Quote all entries in full, exactly.

BEGIN MATERIAL FOR THIS EXERCISE

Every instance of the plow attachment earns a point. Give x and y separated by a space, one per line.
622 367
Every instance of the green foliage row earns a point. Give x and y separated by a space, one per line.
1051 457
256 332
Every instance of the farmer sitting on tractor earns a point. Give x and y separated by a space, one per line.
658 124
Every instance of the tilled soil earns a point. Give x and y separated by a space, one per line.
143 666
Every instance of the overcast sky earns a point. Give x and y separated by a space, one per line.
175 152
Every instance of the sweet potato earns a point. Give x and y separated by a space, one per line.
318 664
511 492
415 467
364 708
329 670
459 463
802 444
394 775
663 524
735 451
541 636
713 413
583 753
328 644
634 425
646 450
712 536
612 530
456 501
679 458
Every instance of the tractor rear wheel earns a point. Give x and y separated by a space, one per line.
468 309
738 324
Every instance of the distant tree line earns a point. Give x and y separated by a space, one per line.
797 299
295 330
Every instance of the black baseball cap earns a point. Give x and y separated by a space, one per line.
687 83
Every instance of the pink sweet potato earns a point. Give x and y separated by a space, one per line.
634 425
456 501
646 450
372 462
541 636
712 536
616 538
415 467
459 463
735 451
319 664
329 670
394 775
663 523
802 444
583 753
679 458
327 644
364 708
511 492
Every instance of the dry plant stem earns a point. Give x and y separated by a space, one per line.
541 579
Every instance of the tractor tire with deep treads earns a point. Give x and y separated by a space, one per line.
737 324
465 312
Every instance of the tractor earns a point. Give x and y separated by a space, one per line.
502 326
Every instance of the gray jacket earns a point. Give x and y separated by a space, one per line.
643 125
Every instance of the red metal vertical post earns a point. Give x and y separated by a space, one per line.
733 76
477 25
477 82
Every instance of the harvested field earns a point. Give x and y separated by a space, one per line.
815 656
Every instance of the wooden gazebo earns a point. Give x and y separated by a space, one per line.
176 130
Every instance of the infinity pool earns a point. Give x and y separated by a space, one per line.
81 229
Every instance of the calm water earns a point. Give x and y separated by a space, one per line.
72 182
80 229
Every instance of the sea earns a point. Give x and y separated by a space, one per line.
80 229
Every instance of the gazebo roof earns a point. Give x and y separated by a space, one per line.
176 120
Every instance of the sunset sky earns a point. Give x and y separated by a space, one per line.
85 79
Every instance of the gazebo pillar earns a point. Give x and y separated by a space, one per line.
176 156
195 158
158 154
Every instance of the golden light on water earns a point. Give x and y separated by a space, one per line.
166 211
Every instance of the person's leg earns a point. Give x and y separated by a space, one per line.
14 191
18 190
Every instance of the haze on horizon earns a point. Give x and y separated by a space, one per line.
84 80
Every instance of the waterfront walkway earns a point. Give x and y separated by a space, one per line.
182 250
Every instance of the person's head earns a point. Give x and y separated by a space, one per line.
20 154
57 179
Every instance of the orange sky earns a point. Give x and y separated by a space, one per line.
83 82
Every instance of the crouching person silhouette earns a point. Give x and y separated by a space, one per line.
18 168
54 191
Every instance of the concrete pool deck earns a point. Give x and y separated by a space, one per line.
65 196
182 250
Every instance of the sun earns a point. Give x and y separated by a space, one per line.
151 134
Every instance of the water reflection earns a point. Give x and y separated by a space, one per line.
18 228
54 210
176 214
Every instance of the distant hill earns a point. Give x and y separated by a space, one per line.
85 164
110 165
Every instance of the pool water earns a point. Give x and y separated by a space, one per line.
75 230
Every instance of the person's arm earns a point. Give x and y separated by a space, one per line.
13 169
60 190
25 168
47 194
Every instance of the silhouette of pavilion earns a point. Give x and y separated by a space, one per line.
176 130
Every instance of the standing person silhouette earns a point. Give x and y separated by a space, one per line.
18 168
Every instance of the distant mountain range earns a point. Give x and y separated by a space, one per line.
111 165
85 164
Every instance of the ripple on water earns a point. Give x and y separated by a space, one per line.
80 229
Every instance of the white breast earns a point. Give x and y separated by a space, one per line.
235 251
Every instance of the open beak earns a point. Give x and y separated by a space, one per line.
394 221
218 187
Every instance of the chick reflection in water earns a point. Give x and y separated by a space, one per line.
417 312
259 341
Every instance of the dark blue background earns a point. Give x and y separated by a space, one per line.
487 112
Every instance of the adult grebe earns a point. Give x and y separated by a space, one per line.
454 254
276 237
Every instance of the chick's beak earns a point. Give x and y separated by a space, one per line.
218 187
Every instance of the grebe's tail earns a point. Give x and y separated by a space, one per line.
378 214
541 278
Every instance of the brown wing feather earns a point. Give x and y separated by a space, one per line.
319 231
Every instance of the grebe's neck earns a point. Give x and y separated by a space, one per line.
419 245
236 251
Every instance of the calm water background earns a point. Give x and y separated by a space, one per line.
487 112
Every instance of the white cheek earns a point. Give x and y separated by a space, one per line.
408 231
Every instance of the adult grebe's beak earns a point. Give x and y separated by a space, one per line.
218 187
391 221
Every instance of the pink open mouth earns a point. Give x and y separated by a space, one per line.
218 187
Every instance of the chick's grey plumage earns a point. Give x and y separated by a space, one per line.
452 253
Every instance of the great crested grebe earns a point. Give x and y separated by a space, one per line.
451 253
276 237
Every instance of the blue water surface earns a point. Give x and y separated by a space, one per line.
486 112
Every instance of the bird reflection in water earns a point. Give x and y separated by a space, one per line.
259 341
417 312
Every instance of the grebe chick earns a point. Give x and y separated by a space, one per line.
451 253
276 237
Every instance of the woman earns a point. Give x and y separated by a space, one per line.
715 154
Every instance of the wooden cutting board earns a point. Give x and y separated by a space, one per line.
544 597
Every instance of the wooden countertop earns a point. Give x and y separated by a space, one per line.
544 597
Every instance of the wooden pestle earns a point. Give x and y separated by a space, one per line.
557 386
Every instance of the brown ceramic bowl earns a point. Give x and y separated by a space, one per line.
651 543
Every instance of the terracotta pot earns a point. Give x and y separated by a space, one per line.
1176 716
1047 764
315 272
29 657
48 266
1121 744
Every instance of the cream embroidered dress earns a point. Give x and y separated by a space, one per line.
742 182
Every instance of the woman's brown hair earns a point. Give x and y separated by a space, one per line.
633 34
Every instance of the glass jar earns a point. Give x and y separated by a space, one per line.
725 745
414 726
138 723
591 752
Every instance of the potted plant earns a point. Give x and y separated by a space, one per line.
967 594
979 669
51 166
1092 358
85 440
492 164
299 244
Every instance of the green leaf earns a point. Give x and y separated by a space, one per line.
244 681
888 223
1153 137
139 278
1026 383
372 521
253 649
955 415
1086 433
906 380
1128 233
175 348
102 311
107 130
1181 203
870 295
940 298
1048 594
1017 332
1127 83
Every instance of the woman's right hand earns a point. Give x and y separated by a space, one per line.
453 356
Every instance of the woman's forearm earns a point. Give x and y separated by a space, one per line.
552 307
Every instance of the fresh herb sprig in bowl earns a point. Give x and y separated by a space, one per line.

END MATERIAL FOR THIS EXERCISE

SOLUTION FOR THIS TASK.
Every instance of the plow attachment earns a point. Give x and y separated by a space, one per line.
622 367
Every instance of the green foliage row earns a point. Give x and y separated by a space, one per line.
1051 457
256 332
Every instance of the farmer sitting on tractor earns a point. Give x and y separated by a space, one per line.
658 124
Every instance of the tilled soil earns a point. Give x and y separated by a space, one per line.
143 666
Every instance of the overcast sky earns a point. Give x and y separated by a space, one per line.
175 152
Every instance of the sweet potato earns a point. Give x and y separated by a space, one per line.
318 664
511 492
415 467
364 708
329 670
459 463
802 444
394 775
663 524
735 451
541 636
713 413
583 753
328 644
634 425
646 450
712 536
612 530
456 501
679 458
Every instance of the tractor rear wheel earns a point. Give x and y separated by a space, one per line.
468 309
738 324
Every instance of the distant tree line earns a point. Give x and y separated by a space, one per line.
797 299
295 330
Every instance of the black baseball cap earns a point. Give x and y separated by a space, one per line.
687 83
Every instance of the pink sweet potato earns a point. Give x and y separated by a space, one per line.
634 425
456 501
646 450
372 462
541 636
712 536
616 538
415 467
459 463
735 451
319 664
329 670
394 775
663 523
802 444
583 753
679 458
327 644
364 708
511 492
Every instance of the dry plant stem earns a point. Give x and y separated by a space, one per line.
541 579
Every instance of the tractor tire with deep treads earns a point. Give x and y separated by a space, one per line.
737 324
465 312
Every instance of the tractor earns a point. Give x and y separated by a space, one per line.
502 326
Every instance of the gray jacket earns a point. Give x and y separated by a space, one per line.
643 125
Every instance of the red metal vertical post earns a point. Give x and y separated by a space, one per line.
733 76
477 25
477 82
Every instance of the harvested field earns a point. Give x and y separated by a space, one per line.
815 656
Every instance of the wooden gazebo earns a point. Give x and y separated by a space, one per line.
176 130
Every instance of the infinity pool earns a point. Give x and y separated by a space, one per line.
81 229
Every instance of the calm water earns a point. Give x and y separated by a space, one per line.
72 182
80 229
Every instance of the sea earns a point. Give x and y separated by a space, one per line.
80 229
Every instance of the gazebo roof earns a point. Give x and y separated by a space, one per line.
176 120
Every instance of the sunset sky earns a point. Give x and y separated by a space, one per line.
85 79
Every instance of the gazebo pillar earns a point. Give x and y separated by a space, one per line.
176 156
195 158
158 154
Every instance of the golden light on water earns a point. Give x and y separated by a space, one per line.
166 211
Every instance of the person's leg earns a point. Give x and y separated by a space, one per line.
14 191
18 190
Every instance of the haze on horizon earns a point. Give x and y separated by a space, one per line.
84 80
Every instance of the waterfront walkway earns a point. Give x and y separated by a space, one per line.
182 250
Every instance of the person's head earns a point. Give x and y separated by a space, one per line.
20 154
57 179
Every instance of the orange sky earns a point. Give x and y separated by a space, one per line.
83 82
Every instance of the crouching person silhouette earns a point. Give x and y separated by a space, one per line.
18 168
54 191
Every instance of the concrete pool deck earns a point. Give x and y separated by a space, one per line.
65 196
182 250
Every instance of the sun earns a point. Give x and y separated by a space, one per line.
151 134
Every instance of the water reflection earns a point. Give x and y separated by a space, one per line.
18 228
54 210
176 214
Every instance of the distant hill earns a point. Give x and y separated by a space, one per line.
85 164
110 165
Every instance of the pool water earns a point. Give x and y separated by a space, one per line.
75 230
Every instance of the person's arm earns a point. Give x and y separated by a space, one per line.
13 169
60 190
25 168
47 194
Every instance of the silhouette of pavilion earns a point. Give x and y separated by a space, one per line.
176 130
Every instance of the standing person silhouette earns a point. Give x and y separated by a space, one per line.
18 168
Every instance of the distant mountain range earns a point. Give x and y separated by a space, one per line.
111 165
85 164
Every instance of the ripple on water earns a point. Give x and y separated by a space, one per line.
80 229
Every instance of the white breast earns a point. Give x and y separated by a space, one per line.
235 251
Every instance of the open beak earns a point. Give x and y separated by a space, one per line.
394 221
218 187
Every instance of the chick reflection in water earns a point. Give x and y separated by a space, one per line.
417 312
259 341
Every instance of the dark blue background earns a point. Give x and y separated by a space, one per line.
487 112
Every instance of the adult grebe earns a point. Give x and y separated by a space, one per line.
454 254
276 237
Every instance of the chick's beak earns a point. Give x and y separated by a space, one per line.
218 187
Every instance of the grebe's tail earns a point. Give x and y separated by a space, one per line.
378 214
541 278
Every instance of the brown wing feather earns a point. Give x and y separated by a space, one per line.
319 231
Every instance of the grebe's neck earns a point. Give x and y separated by a space, one per line.
419 245
236 251
Every instance of the calm water background earns a point. Give x and y separated by a space, one per line.
487 112
Every instance of the white cheek earns a point. Give x and y separated by a space, one per line.
408 231
Every instance of the adult grebe's beak earns a point. Give x and y separated by a space, one per line.
218 187
391 221
Every instance of the pink open mouth earns a point. Give x and y separated by a space, one per line.
218 187
Every instance of the chick's grey plumage earns a point. Give x and y separated by a space, one per line.
452 253
Every instance of the great crested grebe earns a point. Give x and y separated by a space, one per line.
451 253
276 237
Every instance of the blue water surface earns a point. Give x and y separated by a space, one per line.
486 112
Every instance of the bird reflection in water earns a point. Give x and y separated by a space, one per line.
259 341
417 312
Every instance of the grebe chick earns a point. Give x and y separated by a space, one per line.
451 253
276 237
Every instance of the woman earns a point. Give x and y separated by a space, one per line.
715 154
Every instance of the wooden cutting board earns a point. Give x and y separated by a space, one per line.
544 597
Every instance of the wooden countertop earns a point. Give x and y separated by a space, one per line.
544 597
Every instance of the wooden pestle earns a point. Give x and y separated by a space, one per line.
557 386
Every instance of the brown ceramic bowl earns a point. Give x and y separated by a space, one per line.
651 543
Every instance of the terracotta pot earns a point. Give x and y separated by a space, one per line.
1176 716
1047 764
315 272
29 657
48 266
1121 744
Every instance of the cream embroidered dress earns a point. Give x and y separated by a space, one per line.
742 182
Every instance of the woman's brown hair earns a point. Give x and y separated by a space, one per line.
633 34
Every instance of the glass jar earns a point. Give x and y separated by a space, one per line.
725 745
414 726
138 723
591 752
Every instance of the potted plant earns a point. Give x and y separated by a space, one per line.
967 594
979 669
51 166
1092 358
85 440
492 164
299 244
Every instance of the green leaf earns a point. Give x and y separated by a space, one per line.
244 681
888 223
1153 137
139 278
1026 383
372 521
253 649
955 415
1086 433
906 380
1128 233
175 348
102 311
107 130
1181 203
870 295
940 298
1048 594
1017 332
1127 83
Every instance of the woman's right hand earns a point. Give x and y separated by a space, one per line.
453 356
Every instance of the woman's forearm earns a point. Give x and y separated by a space, one per line.
552 307
Every instance of the fresh herb sprig in bowl earns a point. Give x and y separated by a space, one per line.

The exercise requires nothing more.